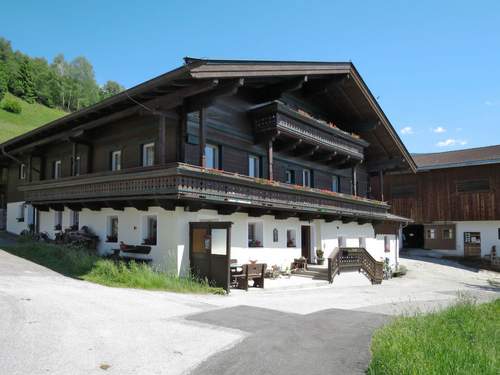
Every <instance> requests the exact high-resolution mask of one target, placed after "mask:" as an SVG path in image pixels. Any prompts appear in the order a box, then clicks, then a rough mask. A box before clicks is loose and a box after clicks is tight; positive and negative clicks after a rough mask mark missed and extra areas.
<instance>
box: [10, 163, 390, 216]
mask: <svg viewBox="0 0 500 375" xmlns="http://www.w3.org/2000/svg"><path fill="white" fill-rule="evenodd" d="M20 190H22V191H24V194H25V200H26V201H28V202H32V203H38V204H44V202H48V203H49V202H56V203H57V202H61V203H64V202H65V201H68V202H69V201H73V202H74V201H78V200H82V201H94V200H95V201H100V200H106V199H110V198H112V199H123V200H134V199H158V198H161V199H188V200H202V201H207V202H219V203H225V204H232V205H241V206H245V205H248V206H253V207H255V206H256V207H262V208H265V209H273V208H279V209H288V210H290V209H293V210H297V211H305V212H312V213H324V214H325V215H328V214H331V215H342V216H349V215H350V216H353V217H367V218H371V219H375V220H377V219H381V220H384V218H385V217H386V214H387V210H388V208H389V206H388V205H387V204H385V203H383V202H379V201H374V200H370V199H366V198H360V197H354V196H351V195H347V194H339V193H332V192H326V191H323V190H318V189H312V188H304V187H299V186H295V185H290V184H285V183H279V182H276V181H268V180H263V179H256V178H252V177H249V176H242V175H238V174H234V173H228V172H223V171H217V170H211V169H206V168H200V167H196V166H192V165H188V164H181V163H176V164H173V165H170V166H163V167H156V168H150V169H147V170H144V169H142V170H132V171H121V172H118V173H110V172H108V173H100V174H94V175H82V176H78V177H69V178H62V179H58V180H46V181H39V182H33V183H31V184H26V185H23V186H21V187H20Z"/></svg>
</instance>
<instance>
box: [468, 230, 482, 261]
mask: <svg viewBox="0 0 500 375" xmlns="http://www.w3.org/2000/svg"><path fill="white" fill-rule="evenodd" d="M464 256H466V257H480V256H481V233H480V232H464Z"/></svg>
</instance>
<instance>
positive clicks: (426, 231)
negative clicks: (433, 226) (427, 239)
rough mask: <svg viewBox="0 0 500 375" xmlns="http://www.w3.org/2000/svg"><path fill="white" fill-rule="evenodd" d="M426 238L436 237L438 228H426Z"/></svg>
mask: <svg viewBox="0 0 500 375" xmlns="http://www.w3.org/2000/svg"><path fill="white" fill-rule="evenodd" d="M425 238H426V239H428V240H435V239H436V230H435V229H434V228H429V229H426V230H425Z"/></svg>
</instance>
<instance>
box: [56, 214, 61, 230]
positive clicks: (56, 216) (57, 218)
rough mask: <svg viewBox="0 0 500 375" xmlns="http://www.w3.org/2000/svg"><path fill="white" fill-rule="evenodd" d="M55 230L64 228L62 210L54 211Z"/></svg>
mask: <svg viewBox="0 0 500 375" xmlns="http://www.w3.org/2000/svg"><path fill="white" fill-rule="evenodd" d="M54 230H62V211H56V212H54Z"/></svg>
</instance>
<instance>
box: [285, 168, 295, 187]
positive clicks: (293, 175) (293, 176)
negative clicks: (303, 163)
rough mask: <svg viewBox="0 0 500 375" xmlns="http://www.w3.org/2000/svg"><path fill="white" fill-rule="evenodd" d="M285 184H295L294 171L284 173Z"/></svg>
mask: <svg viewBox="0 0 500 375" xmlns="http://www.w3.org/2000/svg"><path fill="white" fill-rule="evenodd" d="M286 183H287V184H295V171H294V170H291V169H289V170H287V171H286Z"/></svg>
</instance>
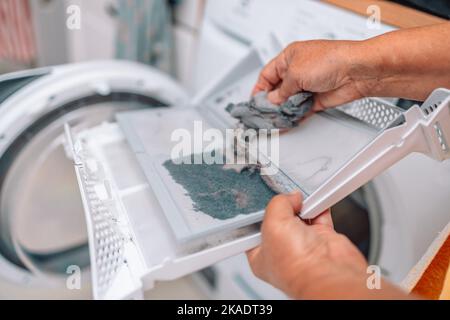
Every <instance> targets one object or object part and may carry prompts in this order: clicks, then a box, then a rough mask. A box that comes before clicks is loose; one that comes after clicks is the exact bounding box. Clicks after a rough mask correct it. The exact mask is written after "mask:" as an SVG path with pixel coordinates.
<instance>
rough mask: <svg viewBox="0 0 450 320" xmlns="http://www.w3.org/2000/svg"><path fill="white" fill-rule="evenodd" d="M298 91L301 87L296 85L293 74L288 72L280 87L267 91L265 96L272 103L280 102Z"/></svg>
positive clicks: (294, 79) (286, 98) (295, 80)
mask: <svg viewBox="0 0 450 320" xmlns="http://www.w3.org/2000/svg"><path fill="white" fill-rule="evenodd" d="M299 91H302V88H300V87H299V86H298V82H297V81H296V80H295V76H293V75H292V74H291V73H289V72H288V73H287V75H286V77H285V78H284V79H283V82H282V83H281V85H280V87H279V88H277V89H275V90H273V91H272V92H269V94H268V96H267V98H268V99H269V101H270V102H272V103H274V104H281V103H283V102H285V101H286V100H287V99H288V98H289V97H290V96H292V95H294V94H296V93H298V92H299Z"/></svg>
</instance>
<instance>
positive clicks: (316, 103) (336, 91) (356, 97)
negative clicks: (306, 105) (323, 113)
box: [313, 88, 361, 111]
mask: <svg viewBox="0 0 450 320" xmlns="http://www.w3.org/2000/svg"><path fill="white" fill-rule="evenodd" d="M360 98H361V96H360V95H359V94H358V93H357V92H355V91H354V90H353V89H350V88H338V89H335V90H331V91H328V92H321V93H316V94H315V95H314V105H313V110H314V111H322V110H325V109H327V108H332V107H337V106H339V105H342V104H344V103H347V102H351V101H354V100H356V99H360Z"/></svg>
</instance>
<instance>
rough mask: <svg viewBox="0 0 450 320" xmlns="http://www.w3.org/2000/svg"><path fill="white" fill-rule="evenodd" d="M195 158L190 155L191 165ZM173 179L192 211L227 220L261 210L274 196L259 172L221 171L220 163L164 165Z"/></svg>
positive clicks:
---------------
• [Exercise requirements] Scan the listing above for the line that has "negative clicks: (433, 226) (427, 239)", then copy exactly from that line through the line that has "negative clicks: (303, 163)".

• [Final answer]
negative clicks: (433, 226) (427, 239)
rough mask: <svg viewBox="0 0 500 375" xmlns="http://www.w3.org/2000/svg"><path fill="white" fill-rule="evenodd" d="M426 238L436 237L438 228H426Z"/></svg>
mask: <svg viewBox="0 0 500 375" xmlns="http://www.w3.org/2000/svg"><path fill="white" fill-rule="evenodd" d="M425 238H426V239H428V240H435V239H436V230H435V229H434V228H429V229H426V230H425Z"/></svg>
</instance>
<instance>
box: [56, 214, 61, 230]
positive clicks: (56, 216) (57, 218)
rough mask: <svg viewBox="0 0 500 375" xmlns="http://www.w3.org/2000/svg"><path fill="white" fill-rule="evenodd" d="M55 230L64 228L62 210L54 211Z"/></svg>
mask: <svg viewBox="0 0 500 375" xmlns="http://www.w3.org/2000/svg"><path fill="white" fill-rule="evenodd" d="M54 230H62V211H56V212H54Z"/></svg>
</instance>
<instance>
box: [285, 168, 295, 187]
positive clicks: (293, 175) (293, 176)
negative clicks: (303, 163)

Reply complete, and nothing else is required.